| What the task asks |
Output the data verbatim, with nothing added or dropped.

:: Exercise data ::

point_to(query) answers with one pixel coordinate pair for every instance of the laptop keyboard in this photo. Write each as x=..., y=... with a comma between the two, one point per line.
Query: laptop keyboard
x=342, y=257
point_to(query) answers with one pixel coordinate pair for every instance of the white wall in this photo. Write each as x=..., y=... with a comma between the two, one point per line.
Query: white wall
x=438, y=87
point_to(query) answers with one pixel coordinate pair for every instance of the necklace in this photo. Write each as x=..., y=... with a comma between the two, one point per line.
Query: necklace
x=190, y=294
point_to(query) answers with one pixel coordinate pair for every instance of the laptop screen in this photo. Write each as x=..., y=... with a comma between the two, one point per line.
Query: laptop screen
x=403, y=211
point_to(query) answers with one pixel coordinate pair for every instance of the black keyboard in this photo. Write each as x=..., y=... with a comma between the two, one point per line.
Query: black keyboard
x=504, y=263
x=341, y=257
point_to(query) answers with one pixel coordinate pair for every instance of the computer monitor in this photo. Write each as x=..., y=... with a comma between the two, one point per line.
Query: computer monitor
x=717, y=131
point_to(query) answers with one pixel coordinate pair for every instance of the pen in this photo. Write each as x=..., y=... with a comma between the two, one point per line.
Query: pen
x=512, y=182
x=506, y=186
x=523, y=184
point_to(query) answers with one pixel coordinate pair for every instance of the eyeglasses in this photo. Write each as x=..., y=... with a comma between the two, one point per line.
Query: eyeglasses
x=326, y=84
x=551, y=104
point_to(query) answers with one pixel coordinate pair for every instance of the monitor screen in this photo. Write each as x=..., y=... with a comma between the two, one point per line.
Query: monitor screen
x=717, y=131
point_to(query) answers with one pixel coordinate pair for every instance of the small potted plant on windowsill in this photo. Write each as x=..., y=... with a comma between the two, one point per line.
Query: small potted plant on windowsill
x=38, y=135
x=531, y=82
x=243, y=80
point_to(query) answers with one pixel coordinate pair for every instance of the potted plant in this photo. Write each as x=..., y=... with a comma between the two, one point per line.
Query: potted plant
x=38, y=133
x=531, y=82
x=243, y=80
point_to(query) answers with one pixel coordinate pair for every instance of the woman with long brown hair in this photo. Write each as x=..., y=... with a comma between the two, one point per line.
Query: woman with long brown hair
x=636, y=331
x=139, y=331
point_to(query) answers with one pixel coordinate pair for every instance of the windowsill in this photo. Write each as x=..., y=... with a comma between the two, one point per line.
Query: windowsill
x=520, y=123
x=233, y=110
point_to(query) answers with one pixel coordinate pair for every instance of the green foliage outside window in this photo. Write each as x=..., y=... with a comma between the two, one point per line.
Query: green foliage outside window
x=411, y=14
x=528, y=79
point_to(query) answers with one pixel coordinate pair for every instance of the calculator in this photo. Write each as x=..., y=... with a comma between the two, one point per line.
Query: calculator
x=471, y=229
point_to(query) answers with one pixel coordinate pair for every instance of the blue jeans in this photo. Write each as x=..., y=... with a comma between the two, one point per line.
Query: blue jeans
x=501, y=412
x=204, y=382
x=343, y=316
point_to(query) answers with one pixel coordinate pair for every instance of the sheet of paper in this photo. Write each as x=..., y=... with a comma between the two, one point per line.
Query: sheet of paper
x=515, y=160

:::

| Answer to this task |
point_to(query) answers with one pixel coordinate pair for every instance of the laptop keyboard in this photo. Write each as x=..., y=... with a comma between the two, one point per line.
Query: laptop keyboard
x=342, y=257
point_to(query) answers with one pixel coordinate pair for every instance of the white wall in this photo. Write each as x=..., y=... with a comma between the two, one point per line.
Query: white wall
x=438, y=87
point_to(query) answers with one pixel coordinate pair for every instance of the necklace in this photo. Write each as x=..., y=... with a comma between the two, one point per line.
Query: necklace
x=190, y=294
point_to(query) answers with one pixel coordinate pair for every instance of the laptop screen in this photo. Write each as x=..., y=... with a comma between the two, one point per line.
Query: laptop screen
x=403, y=211
point_to(query) answers with one pixel coordinate pair for every instance of the black keyboard in this photo. Write each as x=..., y=... with a comma between the two, one point per line.
Query: black keyboard
x=504, y=263
x=341, y=257
point_to(query) answers with one pixel coordinate pair for every instance of the computer monitor in this photo. Write each as x=..., y=... with a comma between the two, one point per line.
Query: computer monitor
x=717, y=131
point_to(query) answers with one pixel coordinate pair for every instance of the pen in this photo. Write each as x=..., y=... with a comma between the two, one point per line.
Query: pen
x=512, y=182
x=506, y=186
x=523, y=184
point_to(query) answers with one pixel coordinate pair for every instance of the eyeglasses in this photo. Write each as x=..., y=... with a comma between the two, one point per line.
Query: eyeglasses
x=326, y=84
x=551, y=104
point_to(query) answers with one pixel coordinate pair for every instance of the monitor screen in this photo. Write each as x=..., y=... with a comma between the two, one point per line.
Query: monitor screen
x=717, y=131
point_to(query) answers with one pixel coordinate pair for every instance of the small potted plant on windowsill in this photo. Write each as x=..., y=... with a comma between the two, one point per line.
Query: small potted plant on windowsill
x=38, y=135
x=531, y=82
x=243, y=80
point_to(query) answers with one pixel coordinate pair for every instance of the potted plant in this photo. Write each as x=..., y=... with a comma between the two, one point per line.
Query: potted plant
x=38, y=133
x=531, y=82
x=243, y=80
point_to(query) answers with one pixel coordinate pair for every instance of the woman with long brown hair in this photo. Write each as x=..., y=... with a comma between the two, one point per line.
Query: woman with long brown hair
x=636, y=331
x=139, y=331
point_to(query) answers with one pixel coordinate pair for every instance of the windowsill in this photo. Write each as x=..., y=... with a comma between the two, one point per line.
Query: windowsill
x=520, y=123
x=233, y=110
point_to(query) answers with one pixel coordinate pair for every instance of the green foliage outside window in this photo. Write each as x=..., y=... with a comma between the two, one point per line.
Query: green foliage outside window
x=411, y=14
x=528, y=79
point_to(query) answers with one pixel coordinate pair for every instance of the calculator in this photo. Write each as x=..., y=... with a comma between the two, one point per line.
Query: calculator
x=471, y=229
point_to(query) answers with one pixel coordinate pair for every instance of the blue jeans in this photo. Write each as x=..., y=... with a comma between the two, one point per line.
Query: blue jeans
x=501, y=412
x=204, y=382
x=343, y=316
point_to(query) answers with one pixel coordinate pair for every instance of the sheet of paper in this photo. Write each as x=..., y=... with a comma between the two, one point per line.
Query: sheet of paper
x=515, y=160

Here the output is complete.